■ **What you are asked to do**:
Exactly as given, write out the lines from the one containing "Please give the outline of every instance of the white ceramic" through the end of the listing, with both ends included and nothing else.

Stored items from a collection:
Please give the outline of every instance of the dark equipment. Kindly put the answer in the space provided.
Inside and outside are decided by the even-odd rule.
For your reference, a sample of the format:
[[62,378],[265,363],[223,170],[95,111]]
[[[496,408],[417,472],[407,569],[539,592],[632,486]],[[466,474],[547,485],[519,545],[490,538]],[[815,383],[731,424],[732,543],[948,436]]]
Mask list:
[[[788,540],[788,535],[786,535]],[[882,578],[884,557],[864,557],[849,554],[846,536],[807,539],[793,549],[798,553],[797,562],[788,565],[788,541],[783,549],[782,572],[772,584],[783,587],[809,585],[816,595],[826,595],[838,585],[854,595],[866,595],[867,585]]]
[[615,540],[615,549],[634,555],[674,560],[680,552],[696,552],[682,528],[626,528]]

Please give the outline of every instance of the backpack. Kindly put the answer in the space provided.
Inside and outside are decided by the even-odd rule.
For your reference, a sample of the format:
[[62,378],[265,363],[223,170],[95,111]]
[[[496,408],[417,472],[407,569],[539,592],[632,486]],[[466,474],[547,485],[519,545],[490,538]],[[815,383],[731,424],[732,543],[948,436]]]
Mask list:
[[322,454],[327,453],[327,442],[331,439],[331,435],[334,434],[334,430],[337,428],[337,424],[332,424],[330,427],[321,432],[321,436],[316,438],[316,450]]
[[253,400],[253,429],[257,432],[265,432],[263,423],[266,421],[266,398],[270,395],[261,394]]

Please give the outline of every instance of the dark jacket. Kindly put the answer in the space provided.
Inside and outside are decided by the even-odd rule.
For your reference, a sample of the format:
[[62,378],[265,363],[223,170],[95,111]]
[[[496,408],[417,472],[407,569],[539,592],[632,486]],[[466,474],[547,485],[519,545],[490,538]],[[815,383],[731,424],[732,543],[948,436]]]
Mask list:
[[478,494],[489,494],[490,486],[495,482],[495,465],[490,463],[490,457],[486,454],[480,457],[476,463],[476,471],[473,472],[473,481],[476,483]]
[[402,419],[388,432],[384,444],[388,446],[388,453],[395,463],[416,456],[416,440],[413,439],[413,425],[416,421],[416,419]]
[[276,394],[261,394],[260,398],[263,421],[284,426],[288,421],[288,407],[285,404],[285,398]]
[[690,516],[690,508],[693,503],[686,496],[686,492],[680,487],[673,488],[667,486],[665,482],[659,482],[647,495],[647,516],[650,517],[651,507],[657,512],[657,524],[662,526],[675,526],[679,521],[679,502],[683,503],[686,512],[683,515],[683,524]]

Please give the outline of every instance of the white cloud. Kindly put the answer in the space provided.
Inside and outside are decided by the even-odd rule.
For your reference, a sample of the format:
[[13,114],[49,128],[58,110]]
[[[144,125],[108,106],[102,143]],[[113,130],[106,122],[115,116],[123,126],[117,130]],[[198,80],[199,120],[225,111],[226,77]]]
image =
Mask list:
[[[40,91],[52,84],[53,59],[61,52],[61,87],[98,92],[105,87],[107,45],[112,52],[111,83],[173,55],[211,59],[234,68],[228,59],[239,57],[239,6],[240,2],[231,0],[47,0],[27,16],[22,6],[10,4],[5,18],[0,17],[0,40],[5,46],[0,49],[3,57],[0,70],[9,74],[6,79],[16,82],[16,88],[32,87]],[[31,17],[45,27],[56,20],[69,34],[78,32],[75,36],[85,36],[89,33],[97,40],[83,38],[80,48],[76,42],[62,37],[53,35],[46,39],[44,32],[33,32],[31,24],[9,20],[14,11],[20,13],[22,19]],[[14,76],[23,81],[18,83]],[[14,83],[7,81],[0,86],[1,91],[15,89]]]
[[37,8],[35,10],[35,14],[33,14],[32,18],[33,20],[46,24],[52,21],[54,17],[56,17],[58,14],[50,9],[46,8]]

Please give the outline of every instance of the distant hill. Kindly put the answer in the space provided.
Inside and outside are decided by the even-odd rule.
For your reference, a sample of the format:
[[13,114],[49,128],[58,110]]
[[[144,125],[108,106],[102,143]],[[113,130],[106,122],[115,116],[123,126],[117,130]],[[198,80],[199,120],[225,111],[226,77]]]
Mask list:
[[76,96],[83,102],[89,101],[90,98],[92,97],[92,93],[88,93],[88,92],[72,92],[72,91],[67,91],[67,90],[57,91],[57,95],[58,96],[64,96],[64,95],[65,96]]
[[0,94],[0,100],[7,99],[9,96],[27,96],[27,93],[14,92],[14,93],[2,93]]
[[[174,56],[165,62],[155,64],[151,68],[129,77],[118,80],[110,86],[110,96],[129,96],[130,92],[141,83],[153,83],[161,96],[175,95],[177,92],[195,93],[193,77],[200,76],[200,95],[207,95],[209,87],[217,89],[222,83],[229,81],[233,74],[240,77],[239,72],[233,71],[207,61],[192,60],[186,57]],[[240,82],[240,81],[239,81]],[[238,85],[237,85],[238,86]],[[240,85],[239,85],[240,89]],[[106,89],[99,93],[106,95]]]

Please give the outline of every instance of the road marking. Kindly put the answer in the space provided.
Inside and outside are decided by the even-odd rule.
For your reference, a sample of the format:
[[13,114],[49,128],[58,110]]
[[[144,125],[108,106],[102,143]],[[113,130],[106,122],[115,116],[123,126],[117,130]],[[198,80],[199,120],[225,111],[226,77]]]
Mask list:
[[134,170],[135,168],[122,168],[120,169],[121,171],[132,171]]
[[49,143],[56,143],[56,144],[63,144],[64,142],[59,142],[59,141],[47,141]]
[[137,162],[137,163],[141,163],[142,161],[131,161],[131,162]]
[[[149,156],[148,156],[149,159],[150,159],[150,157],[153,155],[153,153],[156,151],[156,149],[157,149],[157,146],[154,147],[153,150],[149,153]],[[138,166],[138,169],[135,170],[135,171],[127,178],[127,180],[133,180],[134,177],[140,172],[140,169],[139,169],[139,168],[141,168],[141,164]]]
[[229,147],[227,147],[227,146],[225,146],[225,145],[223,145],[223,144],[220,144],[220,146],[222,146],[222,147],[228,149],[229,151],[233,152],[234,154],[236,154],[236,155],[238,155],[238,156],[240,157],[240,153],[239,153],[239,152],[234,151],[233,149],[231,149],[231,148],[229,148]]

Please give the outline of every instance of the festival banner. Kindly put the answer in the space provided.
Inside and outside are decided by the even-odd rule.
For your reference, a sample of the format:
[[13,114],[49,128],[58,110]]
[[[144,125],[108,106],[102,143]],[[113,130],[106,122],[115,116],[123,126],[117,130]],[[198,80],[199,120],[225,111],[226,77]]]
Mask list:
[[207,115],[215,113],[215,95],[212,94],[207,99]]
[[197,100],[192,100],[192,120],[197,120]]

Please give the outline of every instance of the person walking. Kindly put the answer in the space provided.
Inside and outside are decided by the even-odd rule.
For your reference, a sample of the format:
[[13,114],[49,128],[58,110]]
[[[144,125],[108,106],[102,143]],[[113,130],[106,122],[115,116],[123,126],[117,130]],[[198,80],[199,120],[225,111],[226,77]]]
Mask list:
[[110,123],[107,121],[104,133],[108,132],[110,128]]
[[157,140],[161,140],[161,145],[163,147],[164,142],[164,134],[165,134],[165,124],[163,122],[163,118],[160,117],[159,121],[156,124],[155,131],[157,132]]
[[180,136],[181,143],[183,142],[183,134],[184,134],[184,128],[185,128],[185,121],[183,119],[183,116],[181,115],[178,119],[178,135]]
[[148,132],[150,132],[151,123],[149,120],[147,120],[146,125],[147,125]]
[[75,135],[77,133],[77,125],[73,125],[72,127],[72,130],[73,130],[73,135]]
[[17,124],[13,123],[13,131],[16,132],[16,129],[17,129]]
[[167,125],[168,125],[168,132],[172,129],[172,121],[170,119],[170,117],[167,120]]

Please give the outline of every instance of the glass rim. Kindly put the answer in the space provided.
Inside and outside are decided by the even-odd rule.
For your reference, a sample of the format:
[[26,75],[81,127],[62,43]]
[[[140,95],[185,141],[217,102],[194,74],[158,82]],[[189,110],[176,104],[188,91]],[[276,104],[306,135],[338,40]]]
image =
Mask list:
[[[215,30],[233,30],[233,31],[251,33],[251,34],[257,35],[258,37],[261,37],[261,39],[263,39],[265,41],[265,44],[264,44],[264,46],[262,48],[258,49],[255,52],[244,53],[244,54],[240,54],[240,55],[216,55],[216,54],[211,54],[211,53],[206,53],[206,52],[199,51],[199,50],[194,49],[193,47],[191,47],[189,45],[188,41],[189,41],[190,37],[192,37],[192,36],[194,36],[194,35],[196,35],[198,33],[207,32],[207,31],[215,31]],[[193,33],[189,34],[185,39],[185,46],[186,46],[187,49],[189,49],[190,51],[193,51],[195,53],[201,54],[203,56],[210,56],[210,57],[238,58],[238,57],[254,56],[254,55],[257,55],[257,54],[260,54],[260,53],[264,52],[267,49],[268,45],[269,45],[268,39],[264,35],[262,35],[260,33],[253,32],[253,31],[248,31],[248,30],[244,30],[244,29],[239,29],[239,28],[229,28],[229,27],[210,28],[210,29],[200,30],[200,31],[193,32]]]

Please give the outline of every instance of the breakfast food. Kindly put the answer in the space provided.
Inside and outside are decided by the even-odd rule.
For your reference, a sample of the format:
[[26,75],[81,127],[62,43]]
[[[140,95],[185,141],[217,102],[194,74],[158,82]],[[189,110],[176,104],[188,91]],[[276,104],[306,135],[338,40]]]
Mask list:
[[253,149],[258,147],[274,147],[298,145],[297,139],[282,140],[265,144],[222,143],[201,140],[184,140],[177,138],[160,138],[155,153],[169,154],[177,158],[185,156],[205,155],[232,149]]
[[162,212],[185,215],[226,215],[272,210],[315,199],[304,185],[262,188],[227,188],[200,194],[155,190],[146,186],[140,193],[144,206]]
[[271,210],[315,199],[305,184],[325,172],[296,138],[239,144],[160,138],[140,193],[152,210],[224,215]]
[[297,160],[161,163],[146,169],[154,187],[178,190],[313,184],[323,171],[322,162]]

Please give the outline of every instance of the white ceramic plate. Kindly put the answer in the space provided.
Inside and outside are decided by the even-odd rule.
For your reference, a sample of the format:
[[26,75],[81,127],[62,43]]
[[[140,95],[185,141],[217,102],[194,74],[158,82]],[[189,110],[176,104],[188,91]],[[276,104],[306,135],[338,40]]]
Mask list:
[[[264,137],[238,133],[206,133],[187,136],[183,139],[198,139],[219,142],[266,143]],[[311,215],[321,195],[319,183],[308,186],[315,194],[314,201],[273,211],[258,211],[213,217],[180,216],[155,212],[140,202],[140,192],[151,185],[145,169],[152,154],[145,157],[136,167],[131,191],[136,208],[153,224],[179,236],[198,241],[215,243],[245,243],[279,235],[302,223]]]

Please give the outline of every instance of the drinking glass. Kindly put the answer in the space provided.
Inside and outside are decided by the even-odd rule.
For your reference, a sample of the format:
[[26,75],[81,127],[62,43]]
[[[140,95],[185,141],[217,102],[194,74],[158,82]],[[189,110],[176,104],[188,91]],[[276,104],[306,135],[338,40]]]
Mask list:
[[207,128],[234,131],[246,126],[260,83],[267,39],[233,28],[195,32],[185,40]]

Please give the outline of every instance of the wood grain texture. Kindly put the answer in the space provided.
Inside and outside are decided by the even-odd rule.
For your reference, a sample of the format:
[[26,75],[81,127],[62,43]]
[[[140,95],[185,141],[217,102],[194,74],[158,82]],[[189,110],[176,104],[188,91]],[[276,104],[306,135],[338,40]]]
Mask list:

■ **Correct result**:
Please give the outline of every instance of the white ceramic plate. Kindly put the answer in the space provided.
Inside and outside are decided by the even-odd rule.
For your reference, a sample of the format:
[[26,75],[81,127],[62,43]]
[[[140,95],[185,141],[217,102],[194,74],[158,82]],[[189,110],[176,104],[188,91]],[[276,104],[306,135],[338,40]]]
Mask list:
[[[264,137],[238,133],[206,133],[187,136],[183,139],[198,139],[219,142],[266,143]],[[311,215],[321,195],[319,183],[308,186],[315,194],[314,201],[273,211],[258,211],[213,217],[180,216],[155,212],[140,202],[140,192],[151,185],[145,169],[152,154],[145,157],[136,167],[131,191],[136,208],[153,224],[179,236],[198,241],[215,243],[245,243],[279,235],[302,223]]]

Please give the outline of every instance of the drinking glass. Kindly put the answer in the space provided.
Inside and outside are decided by the even-odd rule.
For your reference, a sample of the format:
[[26,75],[81,127],[62,43]]
[[[140,95],[185,141],[217,102],[194,74],[158,82]],[[189,110],[176,104],[188,91]],[[276,104],[306,135],[338,40]]]
Mask list:
[[207,128],[234,131],[246,126],[260,83],[267,39],[233,28],[195,32],[185,40]]

Please give the outline of every instance of the wood grain texture. Kindly put the answer in the space provided.
Inside and outside are decided by the even-odd rule.
For your reference, a sample of the format:
[[26,75],[81,127],[62,43]]
[[[140,95],[185,141],[217,102],[194,74],[158,82]],[[189,110],[176,104],[188,91]],[[276,104],[306,135],[338,40]]]
Mask list:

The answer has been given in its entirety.